## start

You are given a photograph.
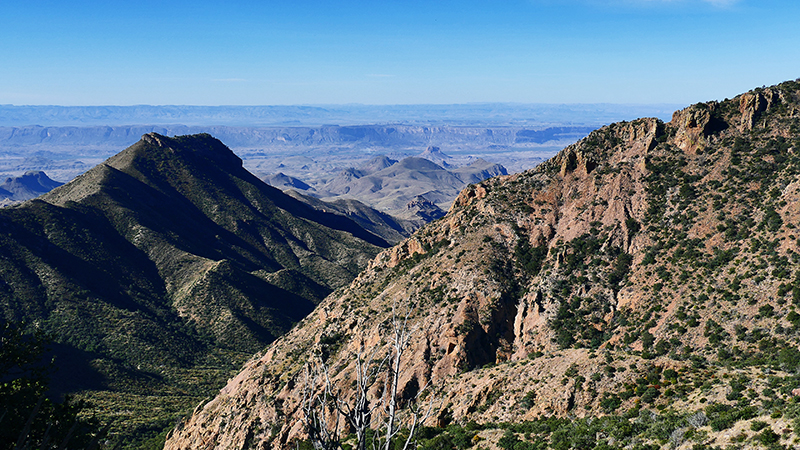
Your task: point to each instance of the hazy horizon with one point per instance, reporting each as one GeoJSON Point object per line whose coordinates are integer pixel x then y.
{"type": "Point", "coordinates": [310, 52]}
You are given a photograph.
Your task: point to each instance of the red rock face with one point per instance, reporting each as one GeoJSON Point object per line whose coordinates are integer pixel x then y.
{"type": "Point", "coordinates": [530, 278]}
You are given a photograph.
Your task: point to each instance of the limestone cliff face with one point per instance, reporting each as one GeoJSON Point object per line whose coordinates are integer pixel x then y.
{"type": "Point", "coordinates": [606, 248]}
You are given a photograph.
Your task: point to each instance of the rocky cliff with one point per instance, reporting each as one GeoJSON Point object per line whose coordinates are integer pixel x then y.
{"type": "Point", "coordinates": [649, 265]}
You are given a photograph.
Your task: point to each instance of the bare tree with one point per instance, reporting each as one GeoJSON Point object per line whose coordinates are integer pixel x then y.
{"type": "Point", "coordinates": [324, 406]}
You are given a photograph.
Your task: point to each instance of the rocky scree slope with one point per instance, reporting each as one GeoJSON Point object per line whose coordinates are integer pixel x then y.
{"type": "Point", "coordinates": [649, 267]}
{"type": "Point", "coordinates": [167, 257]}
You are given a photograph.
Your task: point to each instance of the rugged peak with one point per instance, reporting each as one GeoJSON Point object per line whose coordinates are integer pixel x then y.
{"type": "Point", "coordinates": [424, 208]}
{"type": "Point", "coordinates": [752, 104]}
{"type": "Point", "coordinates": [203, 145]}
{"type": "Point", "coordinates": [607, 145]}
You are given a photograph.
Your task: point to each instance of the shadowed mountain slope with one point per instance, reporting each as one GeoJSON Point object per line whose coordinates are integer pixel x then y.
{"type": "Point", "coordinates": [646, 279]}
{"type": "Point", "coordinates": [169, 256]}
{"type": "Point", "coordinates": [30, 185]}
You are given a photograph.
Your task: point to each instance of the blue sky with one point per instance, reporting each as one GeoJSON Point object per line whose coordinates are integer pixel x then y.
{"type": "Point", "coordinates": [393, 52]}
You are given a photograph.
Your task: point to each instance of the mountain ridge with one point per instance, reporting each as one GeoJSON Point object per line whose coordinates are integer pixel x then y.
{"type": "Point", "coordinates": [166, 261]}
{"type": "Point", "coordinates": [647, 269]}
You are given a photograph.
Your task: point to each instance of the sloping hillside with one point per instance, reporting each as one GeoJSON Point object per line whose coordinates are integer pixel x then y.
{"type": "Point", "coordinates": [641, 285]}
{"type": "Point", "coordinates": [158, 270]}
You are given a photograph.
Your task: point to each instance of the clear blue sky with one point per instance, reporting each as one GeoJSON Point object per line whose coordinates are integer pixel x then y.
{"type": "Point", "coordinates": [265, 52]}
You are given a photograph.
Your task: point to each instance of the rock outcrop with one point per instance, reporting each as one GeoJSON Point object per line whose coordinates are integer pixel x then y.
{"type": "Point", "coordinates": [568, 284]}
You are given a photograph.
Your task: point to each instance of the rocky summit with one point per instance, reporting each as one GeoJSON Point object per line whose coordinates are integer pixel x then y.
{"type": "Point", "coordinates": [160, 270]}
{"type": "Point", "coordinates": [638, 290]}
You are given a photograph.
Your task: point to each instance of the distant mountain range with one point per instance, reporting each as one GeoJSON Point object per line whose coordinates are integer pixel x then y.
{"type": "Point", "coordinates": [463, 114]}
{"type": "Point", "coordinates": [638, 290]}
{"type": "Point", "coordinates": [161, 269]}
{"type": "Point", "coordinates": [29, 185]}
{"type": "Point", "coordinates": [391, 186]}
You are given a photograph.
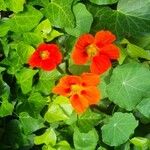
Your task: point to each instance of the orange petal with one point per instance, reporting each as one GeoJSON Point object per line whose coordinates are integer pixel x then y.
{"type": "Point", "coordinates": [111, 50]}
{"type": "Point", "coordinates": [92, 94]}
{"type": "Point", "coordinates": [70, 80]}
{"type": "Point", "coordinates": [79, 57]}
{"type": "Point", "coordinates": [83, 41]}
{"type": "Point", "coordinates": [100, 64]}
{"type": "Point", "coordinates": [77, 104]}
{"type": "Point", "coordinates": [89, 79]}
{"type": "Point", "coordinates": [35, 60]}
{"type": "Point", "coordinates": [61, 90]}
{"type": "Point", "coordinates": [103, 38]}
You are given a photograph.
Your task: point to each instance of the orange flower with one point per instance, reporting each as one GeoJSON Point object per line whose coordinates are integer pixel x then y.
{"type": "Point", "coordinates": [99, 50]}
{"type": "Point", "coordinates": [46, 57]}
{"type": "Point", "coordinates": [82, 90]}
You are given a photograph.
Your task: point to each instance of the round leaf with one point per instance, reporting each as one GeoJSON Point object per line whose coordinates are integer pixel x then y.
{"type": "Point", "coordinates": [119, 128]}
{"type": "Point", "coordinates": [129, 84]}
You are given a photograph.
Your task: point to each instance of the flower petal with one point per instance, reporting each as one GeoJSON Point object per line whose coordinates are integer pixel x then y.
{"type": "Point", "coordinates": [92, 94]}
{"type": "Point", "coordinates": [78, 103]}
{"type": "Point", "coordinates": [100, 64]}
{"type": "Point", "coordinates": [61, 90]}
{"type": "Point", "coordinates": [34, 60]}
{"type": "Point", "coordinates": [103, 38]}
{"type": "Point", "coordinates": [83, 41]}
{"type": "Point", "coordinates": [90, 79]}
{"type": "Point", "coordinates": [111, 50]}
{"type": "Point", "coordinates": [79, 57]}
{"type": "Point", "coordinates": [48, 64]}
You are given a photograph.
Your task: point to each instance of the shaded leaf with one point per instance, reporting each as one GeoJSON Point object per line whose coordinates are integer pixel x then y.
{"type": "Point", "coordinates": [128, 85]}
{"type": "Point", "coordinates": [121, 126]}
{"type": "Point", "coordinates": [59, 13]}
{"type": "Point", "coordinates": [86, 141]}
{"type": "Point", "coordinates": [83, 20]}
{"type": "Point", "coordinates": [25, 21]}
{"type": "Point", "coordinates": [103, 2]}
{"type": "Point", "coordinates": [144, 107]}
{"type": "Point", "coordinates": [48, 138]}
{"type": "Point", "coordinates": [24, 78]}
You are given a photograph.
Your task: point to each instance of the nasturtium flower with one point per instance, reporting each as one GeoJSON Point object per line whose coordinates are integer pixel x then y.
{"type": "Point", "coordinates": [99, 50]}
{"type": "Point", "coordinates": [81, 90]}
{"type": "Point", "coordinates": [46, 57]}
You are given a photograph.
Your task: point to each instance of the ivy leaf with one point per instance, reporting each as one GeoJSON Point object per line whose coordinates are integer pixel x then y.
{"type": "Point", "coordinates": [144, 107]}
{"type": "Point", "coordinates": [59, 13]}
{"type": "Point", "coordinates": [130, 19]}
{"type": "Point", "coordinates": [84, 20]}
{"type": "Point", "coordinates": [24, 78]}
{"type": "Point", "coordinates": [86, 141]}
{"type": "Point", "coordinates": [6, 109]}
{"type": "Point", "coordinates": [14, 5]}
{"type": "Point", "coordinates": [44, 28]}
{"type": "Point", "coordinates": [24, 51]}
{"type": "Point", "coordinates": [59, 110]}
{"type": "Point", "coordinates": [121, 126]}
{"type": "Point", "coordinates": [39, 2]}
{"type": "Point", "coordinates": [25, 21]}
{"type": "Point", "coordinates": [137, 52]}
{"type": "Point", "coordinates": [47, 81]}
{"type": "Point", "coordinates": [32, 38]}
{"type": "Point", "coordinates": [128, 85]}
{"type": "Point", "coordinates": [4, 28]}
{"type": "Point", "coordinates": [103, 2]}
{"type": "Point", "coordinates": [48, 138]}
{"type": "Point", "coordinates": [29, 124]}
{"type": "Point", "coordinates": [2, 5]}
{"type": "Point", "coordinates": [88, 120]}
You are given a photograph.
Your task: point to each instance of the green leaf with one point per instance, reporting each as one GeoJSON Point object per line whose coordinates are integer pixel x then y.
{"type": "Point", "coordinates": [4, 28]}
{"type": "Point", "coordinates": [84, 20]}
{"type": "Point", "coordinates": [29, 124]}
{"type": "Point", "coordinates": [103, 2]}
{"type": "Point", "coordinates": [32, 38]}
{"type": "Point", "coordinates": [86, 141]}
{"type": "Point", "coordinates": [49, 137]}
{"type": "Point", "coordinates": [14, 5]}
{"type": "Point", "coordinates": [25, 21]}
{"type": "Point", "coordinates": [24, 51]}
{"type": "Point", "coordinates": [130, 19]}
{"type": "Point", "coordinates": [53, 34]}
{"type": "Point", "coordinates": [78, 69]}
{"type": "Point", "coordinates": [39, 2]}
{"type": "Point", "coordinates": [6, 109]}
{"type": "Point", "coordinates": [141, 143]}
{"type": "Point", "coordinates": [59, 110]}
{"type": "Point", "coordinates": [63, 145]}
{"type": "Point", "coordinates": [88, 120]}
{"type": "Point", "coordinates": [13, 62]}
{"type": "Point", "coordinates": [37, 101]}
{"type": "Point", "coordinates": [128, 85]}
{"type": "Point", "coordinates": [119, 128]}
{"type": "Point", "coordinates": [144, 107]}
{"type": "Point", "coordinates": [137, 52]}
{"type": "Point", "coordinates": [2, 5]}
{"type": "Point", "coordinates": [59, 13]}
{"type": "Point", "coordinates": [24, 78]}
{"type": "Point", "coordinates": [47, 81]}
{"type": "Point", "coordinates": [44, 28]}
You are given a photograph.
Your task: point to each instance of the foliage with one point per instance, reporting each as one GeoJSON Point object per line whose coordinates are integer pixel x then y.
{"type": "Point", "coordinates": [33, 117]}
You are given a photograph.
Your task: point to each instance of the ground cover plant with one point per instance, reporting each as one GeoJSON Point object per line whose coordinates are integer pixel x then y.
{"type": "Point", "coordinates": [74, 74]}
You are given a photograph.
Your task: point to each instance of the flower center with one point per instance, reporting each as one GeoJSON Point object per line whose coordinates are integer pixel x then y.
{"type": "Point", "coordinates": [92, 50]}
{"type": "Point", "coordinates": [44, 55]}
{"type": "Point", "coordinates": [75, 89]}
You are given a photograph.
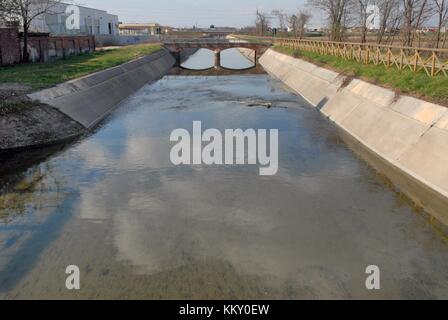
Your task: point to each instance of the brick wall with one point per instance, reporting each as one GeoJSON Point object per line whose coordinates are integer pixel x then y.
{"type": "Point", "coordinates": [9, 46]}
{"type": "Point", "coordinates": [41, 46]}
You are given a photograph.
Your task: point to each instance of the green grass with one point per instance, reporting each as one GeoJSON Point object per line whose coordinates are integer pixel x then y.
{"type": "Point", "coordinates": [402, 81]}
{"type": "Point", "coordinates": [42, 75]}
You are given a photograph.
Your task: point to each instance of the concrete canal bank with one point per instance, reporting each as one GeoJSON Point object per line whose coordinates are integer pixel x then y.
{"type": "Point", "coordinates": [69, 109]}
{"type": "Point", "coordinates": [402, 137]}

## end

## Task goal:
Filter the listing above down to the lines that contain the string "face", and copy each such line. Uppercase and lowercase count as different.

## Worked answer:
Your task: point to each instance of the red rock face with one point per instance, reporting each as one GeoJSON Point object per line whose coordinates are integer pixel x then y.
Your task: point to each instance of the limestone cliff face with one point per instance, reporting each as one GeoJSON Point object per line whose coordinates are integer pixel x then y.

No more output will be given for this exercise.